Swap "Kindly" for "Please" everywhere it occurs in the entries below, and change nothing else.

☆ ☆ ☆ ☆ ☆

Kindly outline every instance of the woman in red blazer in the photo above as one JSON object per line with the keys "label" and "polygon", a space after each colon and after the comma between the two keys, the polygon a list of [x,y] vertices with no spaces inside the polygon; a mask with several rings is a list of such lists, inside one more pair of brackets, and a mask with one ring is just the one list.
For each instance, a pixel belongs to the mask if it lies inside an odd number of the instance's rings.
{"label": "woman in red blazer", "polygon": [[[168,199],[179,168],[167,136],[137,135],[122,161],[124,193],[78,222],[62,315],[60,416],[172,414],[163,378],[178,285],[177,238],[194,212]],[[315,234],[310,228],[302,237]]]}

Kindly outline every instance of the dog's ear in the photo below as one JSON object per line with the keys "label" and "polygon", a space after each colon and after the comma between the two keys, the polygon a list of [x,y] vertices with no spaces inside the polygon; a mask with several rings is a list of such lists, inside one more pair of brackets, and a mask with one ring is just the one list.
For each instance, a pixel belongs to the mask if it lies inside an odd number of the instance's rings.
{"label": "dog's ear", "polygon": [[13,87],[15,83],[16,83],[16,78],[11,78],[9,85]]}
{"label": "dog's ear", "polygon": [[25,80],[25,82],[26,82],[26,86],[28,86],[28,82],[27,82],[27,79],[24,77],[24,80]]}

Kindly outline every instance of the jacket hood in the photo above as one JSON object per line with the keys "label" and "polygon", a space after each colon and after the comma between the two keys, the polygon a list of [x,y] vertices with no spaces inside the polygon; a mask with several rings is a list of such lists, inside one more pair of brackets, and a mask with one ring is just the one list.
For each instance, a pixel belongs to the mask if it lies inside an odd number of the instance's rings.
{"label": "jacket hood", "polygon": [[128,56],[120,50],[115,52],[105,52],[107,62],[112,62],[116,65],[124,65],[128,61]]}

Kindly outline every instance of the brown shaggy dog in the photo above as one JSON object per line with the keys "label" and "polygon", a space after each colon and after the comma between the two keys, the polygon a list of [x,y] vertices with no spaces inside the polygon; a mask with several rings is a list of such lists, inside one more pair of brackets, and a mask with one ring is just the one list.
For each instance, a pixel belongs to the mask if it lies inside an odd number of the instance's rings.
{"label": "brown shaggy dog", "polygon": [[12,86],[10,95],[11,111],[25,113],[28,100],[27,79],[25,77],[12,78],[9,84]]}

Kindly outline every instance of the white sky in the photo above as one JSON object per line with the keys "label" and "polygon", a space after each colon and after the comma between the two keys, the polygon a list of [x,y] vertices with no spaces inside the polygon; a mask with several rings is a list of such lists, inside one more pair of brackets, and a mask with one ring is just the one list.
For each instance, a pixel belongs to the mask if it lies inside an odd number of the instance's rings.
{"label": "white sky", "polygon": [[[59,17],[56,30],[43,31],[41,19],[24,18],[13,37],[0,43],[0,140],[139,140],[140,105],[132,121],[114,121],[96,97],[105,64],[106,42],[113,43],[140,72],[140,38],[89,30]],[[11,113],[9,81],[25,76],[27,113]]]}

☆ ☆ ☆ ☆ ☆

# Written reply
Please outline every instance of the woman in red blazer in the photo above as one JSON object per line with the keys "label" and "polygon", a space after each colon and after the comma between the two keys, the polygon a list of [x,y] vertices with no spaces inside the polygon; a mask with several rings is a list of such lists, inside one more pair of brackets, and a mask with one ring is just the one list.
For each instance, a pixel belongs to the mask if it lies inside an odd number of the instance's rings.
{"label": "woman in red blazer", "polygon": [[[168,199],[179,168],[167,136],[137,135],[122,161],[124,193],[78,222],[62,315],[60,416],[172,414],[163,378],[178,285],[177,238],[194,212]],[[315,234],[310,228],[302,237]]]}

Please outline every instance of the dog's ear in the photo below as one JSON object per line with the keys "label" and "polygon", a space after each colon and after the comma between the two keys, the polygon a list of [x,y] vertices with no spaces inside the polygon; a mask with several rings is a list of such lists, inside one more pair of brackets, and a mask with one ring is just the one list.
For each instance, a pixel belongs to the mask if it lies inside an odd number of the instance's rings.
{"label": "dog's ear", "polygon": [[13,87],[15,83],[16,83],[16,78],[11,78],[9,85]]}
{"label": "dog's ear", "polygon": [[25,80],[25,82],[26,82],[26,86],[28,86],[28,82],[27,82],[27,79],[24,77],[24,80]]}

Please outline every instance of the jacket hood in the photo above as one JSON object per line with the keys "label" and "polygon", a space after each colon and after the comma between the two keys, the polygon a list of [x,y] vertices with no spaces inside the polygon; a mask with several rings is a list of such lists, inside one more pair of brackets, and a mask with one ring is just the one list.
For each instance, a pixel belongs to the mask if it lies inside an odd number of the instance's rings.
{"label": "jacket hood", "polygon": [[128,56],[120,50],[115,52],[105,52],[107,62],[112,62],[116,65],[124,65],[128,61]]}

Please outline every instance of the brown shaggy dog in the photo above as one JSON object per line with the keys "label" and "polygon", a space after each colon and after the comma between the two keys, the polygon a list of [x,y] vertices with no spaces inside the polygon; a mask with several rings is a list of such lists, inside one more pair of brackets, and a mask with one ring is just the one list.
For each instance, a pixel belongs to the mask if it lies inside an odd number of the instance's rings.
{"label": "brown shaggy dog", "polygon": [[12,86],[10,95],[11,111],[25,113],[28,100],[27,79],[25,77],[12,78],[9,84]]}

Please outline every instance of the white sky in the photo above as one JSON object per line with the keys "label" and "polygon", a space after each colon and after the comma between the two keys, the polygon a list of [x,y] vertices with no spaces inside the polygon; a mask with several rings is a list of such lists, inside one more pair of brackets, and a mask with one ring is just the one list.
For each instance, a pixel belongs to the mask if it lies inside an odd number of the instance's rings.
{"label": "white sky", "polygon": [[[59,17],[56,30],[43,31],[41,19],[24,18],[13,37],[0,43],[0,140],[139,140],[140,105],[132,121],[114,121],[96,97],[105,64],[106,42],[113,43],[140,72],[140,38],[89,30]],[[11,113],[9,81],[25,76],[27,113]]]}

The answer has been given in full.